## What you should do
Retype the lines of the listing below without changing anything.

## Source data
################

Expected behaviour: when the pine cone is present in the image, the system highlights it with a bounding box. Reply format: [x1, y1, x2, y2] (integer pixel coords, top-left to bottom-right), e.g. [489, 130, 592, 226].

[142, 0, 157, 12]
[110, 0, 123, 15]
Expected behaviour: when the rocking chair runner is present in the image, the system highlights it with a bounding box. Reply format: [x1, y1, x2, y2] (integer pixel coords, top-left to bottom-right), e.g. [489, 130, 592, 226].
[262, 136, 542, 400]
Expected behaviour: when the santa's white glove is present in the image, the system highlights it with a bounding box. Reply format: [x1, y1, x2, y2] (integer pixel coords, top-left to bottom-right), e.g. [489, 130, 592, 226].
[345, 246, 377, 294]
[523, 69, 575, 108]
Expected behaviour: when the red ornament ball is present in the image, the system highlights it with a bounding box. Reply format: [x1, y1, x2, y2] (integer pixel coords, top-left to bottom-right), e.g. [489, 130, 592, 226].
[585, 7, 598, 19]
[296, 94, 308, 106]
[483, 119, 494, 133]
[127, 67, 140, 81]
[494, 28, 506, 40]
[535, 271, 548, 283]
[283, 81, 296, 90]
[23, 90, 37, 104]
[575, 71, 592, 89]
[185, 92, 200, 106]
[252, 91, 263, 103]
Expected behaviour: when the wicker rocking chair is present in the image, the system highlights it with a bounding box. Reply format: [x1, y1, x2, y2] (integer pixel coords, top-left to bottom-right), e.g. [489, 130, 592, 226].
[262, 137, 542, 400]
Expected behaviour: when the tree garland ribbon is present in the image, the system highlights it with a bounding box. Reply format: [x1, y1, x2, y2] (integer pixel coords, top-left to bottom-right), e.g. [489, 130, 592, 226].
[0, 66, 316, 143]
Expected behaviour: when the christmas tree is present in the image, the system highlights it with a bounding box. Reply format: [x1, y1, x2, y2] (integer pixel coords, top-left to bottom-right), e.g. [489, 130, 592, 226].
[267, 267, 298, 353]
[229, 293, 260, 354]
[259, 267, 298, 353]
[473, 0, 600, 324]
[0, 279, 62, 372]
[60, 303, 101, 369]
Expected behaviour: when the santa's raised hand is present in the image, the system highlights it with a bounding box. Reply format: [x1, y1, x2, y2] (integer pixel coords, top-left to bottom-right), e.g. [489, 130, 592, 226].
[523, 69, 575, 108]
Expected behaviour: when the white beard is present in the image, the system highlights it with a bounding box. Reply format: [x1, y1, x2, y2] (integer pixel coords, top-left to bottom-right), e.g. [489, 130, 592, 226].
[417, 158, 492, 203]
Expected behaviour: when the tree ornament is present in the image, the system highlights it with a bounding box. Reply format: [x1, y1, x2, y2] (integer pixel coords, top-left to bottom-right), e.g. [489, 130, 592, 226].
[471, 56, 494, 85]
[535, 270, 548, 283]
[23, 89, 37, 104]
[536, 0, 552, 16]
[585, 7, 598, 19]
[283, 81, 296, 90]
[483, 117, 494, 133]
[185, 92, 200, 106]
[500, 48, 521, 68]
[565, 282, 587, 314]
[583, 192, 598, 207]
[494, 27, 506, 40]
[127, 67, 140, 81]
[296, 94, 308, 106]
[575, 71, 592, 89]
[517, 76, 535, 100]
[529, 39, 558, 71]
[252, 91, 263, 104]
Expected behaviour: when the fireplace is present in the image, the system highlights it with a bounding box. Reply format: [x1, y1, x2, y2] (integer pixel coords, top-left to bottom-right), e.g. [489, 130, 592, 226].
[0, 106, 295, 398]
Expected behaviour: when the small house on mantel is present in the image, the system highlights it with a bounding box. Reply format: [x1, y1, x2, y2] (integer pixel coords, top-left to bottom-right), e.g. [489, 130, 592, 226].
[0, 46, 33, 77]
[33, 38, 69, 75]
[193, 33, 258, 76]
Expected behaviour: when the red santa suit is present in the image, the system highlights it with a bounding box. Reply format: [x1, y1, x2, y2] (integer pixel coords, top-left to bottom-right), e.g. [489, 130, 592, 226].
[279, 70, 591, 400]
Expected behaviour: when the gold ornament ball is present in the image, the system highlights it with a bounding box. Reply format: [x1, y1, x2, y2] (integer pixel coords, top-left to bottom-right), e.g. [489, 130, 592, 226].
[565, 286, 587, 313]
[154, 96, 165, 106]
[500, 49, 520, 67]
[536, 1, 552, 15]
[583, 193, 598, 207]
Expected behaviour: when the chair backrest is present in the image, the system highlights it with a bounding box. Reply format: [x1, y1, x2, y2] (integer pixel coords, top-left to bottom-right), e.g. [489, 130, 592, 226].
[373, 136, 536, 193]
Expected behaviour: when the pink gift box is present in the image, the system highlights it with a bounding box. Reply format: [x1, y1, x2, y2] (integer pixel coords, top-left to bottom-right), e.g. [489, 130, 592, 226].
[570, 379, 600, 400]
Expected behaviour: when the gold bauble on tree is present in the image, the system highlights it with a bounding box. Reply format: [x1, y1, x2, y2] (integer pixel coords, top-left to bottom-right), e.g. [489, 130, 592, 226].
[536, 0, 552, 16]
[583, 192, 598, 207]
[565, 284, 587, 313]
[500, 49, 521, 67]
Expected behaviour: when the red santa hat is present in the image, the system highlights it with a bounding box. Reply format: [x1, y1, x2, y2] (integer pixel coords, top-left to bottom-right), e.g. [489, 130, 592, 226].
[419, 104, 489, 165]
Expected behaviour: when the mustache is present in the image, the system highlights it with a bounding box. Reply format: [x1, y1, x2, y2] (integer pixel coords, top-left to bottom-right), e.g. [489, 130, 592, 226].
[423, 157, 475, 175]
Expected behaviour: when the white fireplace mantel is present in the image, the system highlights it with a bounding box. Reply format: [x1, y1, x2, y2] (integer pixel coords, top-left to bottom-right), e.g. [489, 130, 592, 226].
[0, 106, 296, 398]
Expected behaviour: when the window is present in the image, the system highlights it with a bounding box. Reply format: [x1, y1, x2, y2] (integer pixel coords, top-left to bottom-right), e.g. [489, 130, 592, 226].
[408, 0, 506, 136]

################

## Result below
Expected behaviour: when the pine cone is present in the image, the system highlights it with a bounding box. Reply format: [x1, y1, x2, y2] (integer pixel coords, top-left to bottom-right), e.g. [489, 130, 592, 226].

[142, 0, 157, 12]
[110, 0, 123, 15]
Expected behaviour: when the rocking chair runner is present in the image, the system highlights it with a bounding box. Reply format: [x1, y1, x2, y2] (integer pixel coords, top-left to bottom-right), e.g. [489, 130, 592, 226].
[262, 136, 542, 400]
Expected behaviour: when the santa's white glove is present in the image, the system highlights it with a bounding box. Reply format: [x1, y1, x2, y2] (integer pixel coords, top-left to bottom-right), e.g. [489, 130, 592, 226].
[345, 246, 377, 294]
[523, 69, 575, 108]
Expected behaviour: when the red ornament ball is present in the image, the system highlights it with a bounding box. Reply format: [x1, y1, x2, y2] (integer pixel coords, top-left to bottom-right), e.g. [489, 130, 592, 226].
[585, 7, 598, 19]
[296, 94, 308, 106]
[483, 119, 494, 133]
[127, 67, 140, 81]
[494, 28, 506, 40]
[535, 271, 548, 283]
[283, 81, 296, 90]
[23, 90, 37, 104]
[575, 71, 592, 89]
[185, 92, 200, 106]
[252, 91, 263, 103]
Expected behaviour: when the wicker rocking chair is present in the image, the system highlights it with a bounding box. Reply format: [x1, y1, x2, y2] (integer pixel coords, top-left to bottom-right), e.g. [489, 130, 592, 226].
[262, 137, 542, 400]
Expected behaviour: when the tree garland ribbon is present in the image, the system highlights it with a bounding box. Reply format: [x1, y1, x2, y2] (integer pixel coords, top-left to bottom-right), e.g. [489, 130, 592, 226].
[0, 66, 316, 143]
Expected behaviour: when the christmas tree is present in the image, the system highlights it with a bounding box. Reply format: [x1, y1, x2, y2] (integer pixel coords, top-left to bottom-right), e.g. [489, 130, 592, 226].
[267, 267, 298, 353]
[229, 293, 260, 354]
[259, 267, 298, 353]
[473, 0, 600, 324]
[0, 279, 62, 372]
[60, 303, 101, 369]
Expected behaviour: when the santa's raised hand is present in the image, the system highlights it with a bounding box. Reply format: [x1, y1, x2, y2] (integer pixel coords, top-left to bottom-right), e.g. [489, 130, 592, 226].
[523, 69, 575, 108]
Expected behaviour: when the white beard is present in the image, the system highlights it with a bounding box. Reply format: [x1, y1, x2, y2] (integer pixel coords, top-left to bottom-right), e.g. [489, 130, 592, 226].
[417, 158, 492, 203]
Expected behaviour: when the tree ornament is present in the image, the system highlights it with a bounding box. Reply format: [x1, y1, x2, y2] (integer pixel coords, top-left to bottom-right), e.g. [489, 130, 592, 226].
[471, 56, 494, 85]
[535, 270, 548, 283]
[23, 89, 37, 104]
[536, 0, 552, 16]
[585, 7, 598, 19]
[283, 81, 296, 90]
[483, 117, 494, 133]
[185, 92, 200, 106]
[500, 48, 521, 68]
[565, 282, 587, 314]
[583, 192, 598, 207]
[494, 27, 506, 40]
[127, 67, 140, 81]
[296, 94, 308, 106]
[575, 71, 592, 89]
[517, 76, 535, 100]
[529, 39, 558, 71]
[252, 91, 263, 104]
Expected behaviour: when the fireplace is present in the image, the system highlights it with a bounding box. Reply format: [x1, y1, x2, y2] (integer pixel coords, top-left to bottom-right), e.g. [489, 130, 592, 226].
[0, 106, 295, 398]
Expected behaviour: when the small house on mantel is present in the image, the system highlights it with a bounding box. Reply format: [x1, y1, x2, y2] (integer pixel coords, top-left to bottom-right), e.g. [489, 130, 592, 226].
[0, 46, 33, 77]
[33, 38, 69, 75]
[193, 33, 258, 76]
Expected behaviour: when the red santa suit is present in the image, the system highlights it with a bounding box. Reply format: [x1, y1, x2, y2] (integer pixel coords, top-left to bottom-right), e.g. [489, 130, 592, 226].
[279, 70, 591, 400]
Expected behaviour: when the gold ornament ball is present in the image, the system highlights it with a bounding box. Reply format: [x1, y1, x2, y2] (integer pixel coords, top-left to bottom-right), e.g. [489, 130, 592, 226].
[565, 286, 587, 313]
[154, 96, 165, 106]
[500, 49, 520, 67]
[536, 1, 552, 15]
[583, 193, 598, 207]
Expected behaviour: when the chair backrest is present in the image, the system highlights it with a bounding box. Reply format: [x1, y1, x2, y2] (integer pixel coords, top-left to bottom-right), e.g. [489, 130, 592, 226].
[373, 136, 536, 193]
Expected behaviour: when the pink gift box is present in the image, the system highlights it with a bounding box. Reply format: [x1, y1, x2, y2] (integer pixel coords, top-left to bottom-right), e.g. [489, 130, 592, 226].
[570, 379, 600, 400]
Expected behaviour: when the gold bauble on tree is present in the image, the system highlights it with a bounding box. Reply format: [x1, y1, x2, y2] (integer pixel coords, top-left to bottom-right), e.g. [489, 130, 592, 226].
[536, 0, 552, 16]
[583, 192, 598, 207]
[565, 284, 587, 313]
[500, 49, 521, 67]
Expected behaviour: when the red santa hat is present in the image, the system highlights it with a bounding box. Reply format: [x1, y1, x2, y2] (integer pixel coords, top-left to bottom-right), e.g. [489, 130, 592, 226].
[419, 104, 489, 165]
Expected behaviour: when the mustache is present in the image, the system highlights it with a bounding box. Reply format: [x1, y1, x2, y2] (integer pixel coords, top-left to bottom-right), e.g. [489, 130, 592, 226].
[423, 157, 475, 175]
Expected behaviour: when the white fireplace mantel is present in the image, the system highlights it with a bounding box. Reply format: [x1, y1, x2, y2] (integer pixel coords, top-left to bottom-right), e.g. [489, 130, 592, 226].
[0, 106, 296, 398]
Expected behaviour: when the window is present in the image, the system highlights it with a bounding box. Reply format: [x1, y1, x2, y2] (integer pixel coords, top-left to bottom-right), e.g. [489, 130, 592, 226].
[408, 0, 506, 136]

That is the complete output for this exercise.